→ **Consigne**: Reproduisez mot pour mot toutes les lignes des entrées ci-dessous, de la première à la dernière. Laissez les images de côté dans votre réponse.

===============

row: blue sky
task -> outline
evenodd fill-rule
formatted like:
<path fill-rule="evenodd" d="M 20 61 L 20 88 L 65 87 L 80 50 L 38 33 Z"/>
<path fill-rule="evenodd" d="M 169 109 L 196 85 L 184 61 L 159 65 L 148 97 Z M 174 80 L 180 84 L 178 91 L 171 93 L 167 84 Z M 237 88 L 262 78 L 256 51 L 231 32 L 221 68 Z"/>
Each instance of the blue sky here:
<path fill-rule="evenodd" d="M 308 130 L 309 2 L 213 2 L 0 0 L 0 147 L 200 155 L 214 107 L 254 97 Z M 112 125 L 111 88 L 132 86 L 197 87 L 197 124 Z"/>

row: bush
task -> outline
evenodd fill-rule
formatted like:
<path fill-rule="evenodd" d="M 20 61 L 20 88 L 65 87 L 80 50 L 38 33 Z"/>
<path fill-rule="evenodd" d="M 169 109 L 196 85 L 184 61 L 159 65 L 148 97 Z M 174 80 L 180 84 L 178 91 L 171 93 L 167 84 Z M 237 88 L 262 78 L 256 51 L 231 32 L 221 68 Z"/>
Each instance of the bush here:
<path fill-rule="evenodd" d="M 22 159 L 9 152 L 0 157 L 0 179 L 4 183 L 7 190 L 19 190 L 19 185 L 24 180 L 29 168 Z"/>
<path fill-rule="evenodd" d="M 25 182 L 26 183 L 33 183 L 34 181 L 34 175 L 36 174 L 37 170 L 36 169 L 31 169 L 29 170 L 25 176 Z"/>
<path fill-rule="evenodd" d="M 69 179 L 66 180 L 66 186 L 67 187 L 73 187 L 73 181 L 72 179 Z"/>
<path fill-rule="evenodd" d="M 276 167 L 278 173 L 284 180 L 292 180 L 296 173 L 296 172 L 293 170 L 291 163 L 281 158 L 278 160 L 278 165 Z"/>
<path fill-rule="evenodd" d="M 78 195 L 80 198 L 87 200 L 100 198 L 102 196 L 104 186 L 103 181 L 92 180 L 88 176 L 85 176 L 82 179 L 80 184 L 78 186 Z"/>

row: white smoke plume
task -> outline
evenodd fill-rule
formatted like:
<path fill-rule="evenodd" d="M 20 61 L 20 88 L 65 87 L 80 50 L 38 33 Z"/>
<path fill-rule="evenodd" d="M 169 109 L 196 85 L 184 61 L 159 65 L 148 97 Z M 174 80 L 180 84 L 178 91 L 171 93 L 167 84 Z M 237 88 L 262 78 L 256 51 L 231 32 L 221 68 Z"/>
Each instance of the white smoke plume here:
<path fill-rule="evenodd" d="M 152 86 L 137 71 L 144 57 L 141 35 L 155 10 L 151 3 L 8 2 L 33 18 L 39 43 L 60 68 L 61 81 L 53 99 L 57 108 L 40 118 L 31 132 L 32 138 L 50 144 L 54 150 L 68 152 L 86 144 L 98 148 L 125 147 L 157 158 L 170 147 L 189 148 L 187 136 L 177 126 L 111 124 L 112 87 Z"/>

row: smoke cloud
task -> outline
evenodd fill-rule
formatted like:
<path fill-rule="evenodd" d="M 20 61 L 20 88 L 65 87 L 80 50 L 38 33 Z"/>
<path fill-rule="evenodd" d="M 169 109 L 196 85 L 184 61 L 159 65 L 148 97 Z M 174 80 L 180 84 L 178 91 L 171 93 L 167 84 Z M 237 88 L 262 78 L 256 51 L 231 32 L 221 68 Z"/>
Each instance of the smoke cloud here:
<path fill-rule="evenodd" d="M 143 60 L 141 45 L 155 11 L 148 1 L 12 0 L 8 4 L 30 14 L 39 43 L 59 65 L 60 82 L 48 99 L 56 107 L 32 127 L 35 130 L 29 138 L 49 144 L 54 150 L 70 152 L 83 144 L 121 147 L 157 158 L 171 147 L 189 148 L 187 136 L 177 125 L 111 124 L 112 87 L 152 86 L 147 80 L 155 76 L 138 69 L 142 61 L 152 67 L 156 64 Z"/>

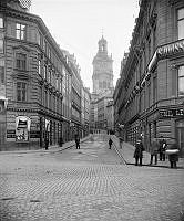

===============

→ **Solution complète**:
row: blue sky
task -> outline
evenodd fill-rule
formatted like:
<path fill-rule="evenodd" d="M 20 61 L 20 88 L 65 87 L 80 50 L 38 33 Z"/>
<path fill-rule="evenodd" d="M 169 109 L 196 85 L 184 61 L 159 65 L 148 97 Z M 174 80 L 180 84 L 178 91 L 171 93 L 167 84 Z M 237 88 L 262 78 L 256 51 L 231 32 L 221 68 Z"/>
Each instance of the blue sky here:
<path fill-rule="evenodd" d="M 308 130 L 309 2 L 213 2 L 0 0 L 0 147 L 200 155 L 214 107 L 254 97 Z M 112 125 L 111 88 L 132 86 L 197 87 L 197 124 Z"/>

row: bush
task -> outline
evenodd fill-rule
formatted like:
<path fill-rule="evenodd" d="M 20 61 L 20 88 L 65 87 L 80 50 L 38 33 Z"/>
<path fill-rule="evenodd" d="M 169 109 L 196 85 L 184 61 L 159 65 L 148 97 Z M 174 80 L 180 84 L 178 91 L 171 93 L 167 84 Z M 237 88 L 262 78 L 256 51 L 231 32 L 221 68 Z"/>
Each instance of the bush here:
<path fill-rule="evenodd" d="M 22 159 L 9 152 L 0 157 L 0 179 L 4 183 L 7 190 L 19 190 L 19 185 L 24 180 L 29 168 Z"/>
<path fill-rule="evenodd" d="M 25 182 L 26 183 L 33 183 L 34 181 L 34 175 L 36 174 L 37 170 L 36 169 L 31 169 L 29 170 L 25 176 Z"/>
<path fill-rule="evenodd" d="M 69 179 L 66 180 L 66 186 L 67 187 L 73 187 L 73 181 L 72 179 Z"/>
<path fill-rule="evenodd" d="M 276 167 L 278 173 L 284 180 L 292 180 L 296 173 L 296 172 L 293 170 L 291 163 L 281 158 L 278 160 L 278 165 Z"/>
<path fill-rule="evenodd" d="M 78 195 L 80 198 L 87 200 L 100 198 L 102 196 L 104 186 L 103 181 L 92 180 L 88 176 L 85 176 L 82 179 L 80 184 L 78 186 Z"/>

row: white smoke plume
task -> outline
evenodd fill-rule
formatted like:
<path fill-rule="evenodd" d="M 20 61 L 20 88 L 65 87 L 80 50 L 38 33 Z"/>
<path fill-rule="evenodd" d="M 169 109 L 196 85 L 184 61 L 159 65 L 148 97 Z M 174 80 L 180 84 L 178 91 L 171 93 L 167 84 Z M 237 88 L 262 78 L 256 51 L 231 32 L 221 68 Z"/>
Each instance of the white smoke plume here:
<path fill-rule="evenodd" d="M 152 86 L 137 71 L 144 57 L 141 35 L 155 10 L 151 3 L 8 2 L 33 18 L 39 43 L 60 68 L 61 81 L 53 99 L 57 108 L 40 118 L 31 132 L 32 138 L 50 144 L 54 150 L 68 152 L 86 144 L 98 148 L 125 147 L 157 158 L 170 147 L 189 148 L 187 136 L 177 126 L 111 124 L 112 87 Z"/>

row: smoke cloud
task -> outline
evenodd fill-rule
formatted like:
<path fill-rule="evenodd" d="M 20 61 L 20 88 L 65 87 L 80 50 L 38 33 Z"/>
<path fill-rule="evenodd" d="M 169 109 L 196 85 L 184 61 L 159 65 L 148 97 Z M 174 80 L 180 84 L 178 91 L 171 93 L 167 84 Z M 237 88 L 262 78 L 256 51 L 231 32 L 221 68 Z"/>
Each instance of the smoke cloud here:
<path fill-rule="evenodd" d="M 143 60 L 141 45 L 155 11 L 148 1 L 12 0 L 8 4 L 30 14 L 39 43 L 59 65 L 60 82 L 48 99 L 56 107 L 32 127 L 35 130 L 29 138 L 49 144 L 54 150 L 70 152 L 83 144 L 121 147 L 157 158 L 171 147 L 189 148 L 187 136 L 177 125 L 111 124 L 112 87 L 152 86 L 147 80 L 155 76 L 138 69 L 142 61 L 152 67 L 156 64 Z"/>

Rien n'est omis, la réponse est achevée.